WHAT IS NEEDED
The full listing, copied exactly and free of pictures, is the expected reply.

RECORDS SHOWN

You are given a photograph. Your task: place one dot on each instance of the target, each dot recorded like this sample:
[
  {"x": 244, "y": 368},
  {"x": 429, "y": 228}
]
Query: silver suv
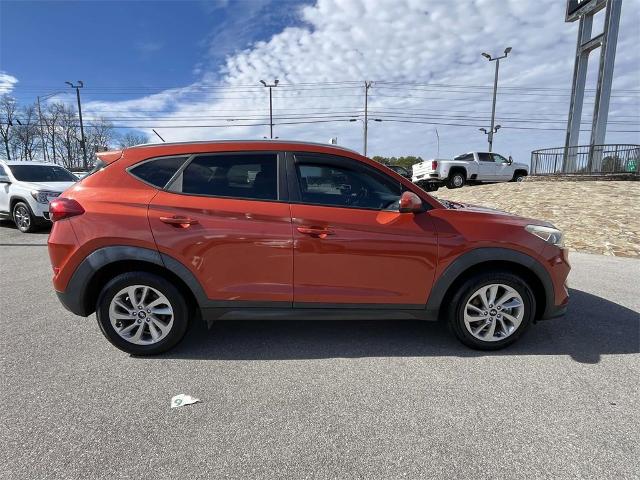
[{"x": 26, "y": 189}]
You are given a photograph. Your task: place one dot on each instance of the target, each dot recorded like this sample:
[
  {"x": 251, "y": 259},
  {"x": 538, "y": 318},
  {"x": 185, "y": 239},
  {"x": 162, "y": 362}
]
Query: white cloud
[
  {"x": 402, "y": 41},
  {"x": 7, "y": 82}
]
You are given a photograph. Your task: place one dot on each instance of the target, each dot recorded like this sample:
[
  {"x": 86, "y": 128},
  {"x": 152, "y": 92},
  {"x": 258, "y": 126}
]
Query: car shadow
[{"x": 592, "y": 327}]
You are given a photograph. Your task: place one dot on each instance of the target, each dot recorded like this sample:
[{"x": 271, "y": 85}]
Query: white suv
[{"x": 26, "y": 189}]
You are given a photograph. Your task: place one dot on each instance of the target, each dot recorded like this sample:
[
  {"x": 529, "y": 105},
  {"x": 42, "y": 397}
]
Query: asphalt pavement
[{"x": 370, "y": 400}]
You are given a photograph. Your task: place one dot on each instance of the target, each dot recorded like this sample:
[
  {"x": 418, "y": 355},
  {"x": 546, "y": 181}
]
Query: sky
[{"x": 191, "y": 69}]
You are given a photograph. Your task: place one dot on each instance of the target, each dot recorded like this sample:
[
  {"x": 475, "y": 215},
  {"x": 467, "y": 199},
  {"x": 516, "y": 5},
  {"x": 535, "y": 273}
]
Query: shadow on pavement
[{"x": 593, "y": 327}]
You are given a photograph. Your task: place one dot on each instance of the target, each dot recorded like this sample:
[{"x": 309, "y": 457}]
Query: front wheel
[
  {"x": 141, "y": 313},
  {"x": 23, "y": 218},
  {"x": 456, "y": 180},
  {"x": 490, "y": 311}
]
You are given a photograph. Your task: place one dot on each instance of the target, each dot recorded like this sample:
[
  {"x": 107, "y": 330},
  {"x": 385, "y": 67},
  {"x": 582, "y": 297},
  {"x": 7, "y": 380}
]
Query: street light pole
[
  {"x": 270, "y": 86},
  {"x": 495, "y": 91},
  {"x": 365, "y": 122},
  {"x": 367, "y": 86},
  {"x": 83, "y": 141}
]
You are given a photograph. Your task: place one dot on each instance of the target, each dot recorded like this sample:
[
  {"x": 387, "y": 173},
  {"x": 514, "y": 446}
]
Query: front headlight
[
  {"x": 43, "y": 196},
  {"x": 548, "y": 234}
]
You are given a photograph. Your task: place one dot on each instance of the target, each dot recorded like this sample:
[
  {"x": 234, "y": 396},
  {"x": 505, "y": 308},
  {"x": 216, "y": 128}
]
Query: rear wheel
[
  {"x": 142, "y": 314},
  {"x": 23, "y": 218},
  {"x": 490, "y": 311},
  {"x": 456, "y": 180}
]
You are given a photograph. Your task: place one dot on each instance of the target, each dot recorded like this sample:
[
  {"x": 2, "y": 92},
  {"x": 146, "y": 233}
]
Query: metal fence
[{"x": 586, "y": 160}]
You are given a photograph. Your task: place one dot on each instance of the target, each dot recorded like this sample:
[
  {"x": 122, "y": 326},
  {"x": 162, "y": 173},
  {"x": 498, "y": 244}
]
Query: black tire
[
  {"x": 456, "y": 180},
  {"x": 24, "y": 218},
  {"x": 173, "y": 295},
  {"x": 455, "y": 314}
]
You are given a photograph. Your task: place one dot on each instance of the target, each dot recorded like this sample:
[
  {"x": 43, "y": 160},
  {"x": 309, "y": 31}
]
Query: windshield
[{"x": 42, "y": 173}]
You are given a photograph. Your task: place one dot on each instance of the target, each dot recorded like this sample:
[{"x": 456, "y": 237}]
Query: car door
[
  {"x": 504, "y": 171},
  {"x": 4, "y": 192},
  {"x": 225, "y": 217},
  {"x": 351, "y": 245},
  {"x": 486, "y": 167}
]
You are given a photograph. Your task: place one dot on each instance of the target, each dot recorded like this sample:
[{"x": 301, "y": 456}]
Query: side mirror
[{"x": 410, "y": 203}]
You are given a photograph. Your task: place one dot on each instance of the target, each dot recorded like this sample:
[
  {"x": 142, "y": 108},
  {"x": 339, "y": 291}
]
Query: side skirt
[{"x": 331, "y": 313}]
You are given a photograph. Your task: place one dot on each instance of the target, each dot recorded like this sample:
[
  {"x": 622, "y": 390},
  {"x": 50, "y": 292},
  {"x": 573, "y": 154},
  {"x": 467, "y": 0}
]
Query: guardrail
[{"x": 587, "y": 160}]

TASK OUTPUT
You are given a photograph. Your task: place one dot on each instance of the target, each dot recorded like this sample:
[
  {"x": 244, "y": 368},
  {"x": 429, "y": 228}
]
Query: silver suv
[{"x": 26, "y": 189}]
You are given a photograph. Your task: place one dot on each instance of the target, each dot recorded like this sample:
[
  {"x": 251, "y": 259},
  {"x": 538, "y": 318},
  {"x": 185, "y": 239},
  {"x": 162, "y": 362}
]
Query: white cloud
[
  {"x": 402, "y": 41},
  {"x": 7, "y": 82}
]
You are given a photograph. Your task: place one dot on each instance of the target, each dot recorded like this sample:
[
  {"x": 86, "y": 128},
  {"x": 152, "y": 92},
  {"x": 258, "y": 126}
]
Query: car shadow
[{"x": 592, "y": 327}]
You are given a photograph. Your task: place one dot on each instance of the target, each dot recorded like this sample:
[{"x": 271, "y": 85}]
Query: white suv
[{"x": 26, "y": 189}]
You are given a photograph. Your task: place one dot on each instance of the target, each dot recorded like this sample:
[
  {"x": 529, "y": 105},
  {"x": 42, "y": 397}
]
Query: asphalt pavement
[{"x": 370, "y": 400}]
You are given a photograph. Your task: place one dot on each instance of the target, each dot recorded like this sample:
[
  {"x": 418, "y": 355},
  {"x": 546, "y": 181}
]
Query: sky
[{"x": 191, "y": 69}]
You are given a photograph. Your task: place one dot on each instance of the target, each dot recorded like this sample:
[
  {"x": 475, "y": 215},
  {"x": 467, "y": 199},
  {"x": 516, "y": 5},
  {"x": 535, "y": 273}
]
Query: shadow on pavement
[{"x": 593, "y": 327}]
You are given a photograph. Your task: place one dot on each instance of the target, each dot recorded like this sample:
[{"x": 309, "y": 457}]
Query: front wheel
[
  {"x": 141, "y": 313},
  {"x": 23, "y": 218},
  {"x": 456, "y": 180},
  {"x": 490, "y": 311}
]
You are given a photograph. Your task: place one dot on each instance of the target, each dot recorded like this sample:
[
  {"x": 107, "y": 330},
  {"x": 385, "y": 67},
  {"x": 582, "y": 297},
  {"x": 7, "y": 380}
]
Query: street light pole
[
  {"x": 270, "y": 86},
  {"x": 495, "y": 91},
  {"x": 365, "y": 122},
  {"x": 367, "y": 86},
  {"x": 83, "y": 141}
]
You are given a photograph. Your task: place one dot on each instance of the target, each dot recorded like this sample:
[
  {"x": 387, "y": 173},
  {"x": 514, "y": 446}
]
Query: front headlight
[
  {"x": 43, "y": 196},
  {"x": 548, "y": 234}
]
You are given a photograph. Your task: place one dot on each instance of the target, each dot recorded like this sample:
[
  {"x": 234, "y": 396},
  {"x": 505, "y": 308},
  {"x": 216, "y": 128}
]
Query: rear wheel
[
  {"x": 142, "y": 314},
  {"x": 23, "y": 218},
  {"x": 490, "y": 311},
  {"x": 456, "y": 180}
]
You are given a photograph. Your task: place one dot on each instance of the target, each dot recorded like this sample:
[
  {"x": 2, "y": 92},
  {"x": 146, "y": 233}
]
Query: metal fence
[{"x": 586, "y": 160}]
You are given a photograph. Your task: place one dot on each instance of the target, each dot recorded like this sample:
[
  {"x": 122, "y": 326},
  {"x": 162, "y": 173},
  {"x": 498, "y": 244}
]
Query: black tire
[
  {"x": 456, "y": 180},
  {"x": 24, "y": 218},
  {"x": 173, "y": 295},
  {"x": 455, "y": 314}
]
You are given a photograph. Your task: place one dot on each instance of the target, each dot recorded like this sample:
[
  {"x": 43, "y": 160},
  {"x": 309, "y": 31}
]
Query: windshield
[{"x": 42, "y": 173}]
You are given a photograph. Your task: place one dot on each instance of the target, each dot recorded like this sample:
[{"x": 456, "y": 237}]
Query: car door
[
  {"x": 504, "y": 171},
  {"x": 4, "y": 192},
  {"x": 225, "y": 217},
  {"x": 351, "y": 245},
  {"x": 486, "y": 167}
]
You are given a photograph. Your task: place one dot on each instance of the target, each dot recorded like this sample:
[{"x": 301, "y": 456}]
Query: side mirror
[{"x": 410, "y": 203}]
You are given a photograph. Your task: place one dot on each instance of the target, each dot recorded like this sample:
[
  {"x": 142, "y": 108},
  {"x": 339, "y": 291}
]
Query: side skirt
[{"x": 331, "y": 313}]
You are given a photograph. Your task: place one dot on each instance of the target, each dot recorded like this sample:
[
  {"x": 622, "y": 390},
  {"x": 50, "y": 292},
  {"x": 573, "y": 154},
  {"x": 467, "y": 0}
]
Query: guardrail
[{"x": 587, "y": 160}]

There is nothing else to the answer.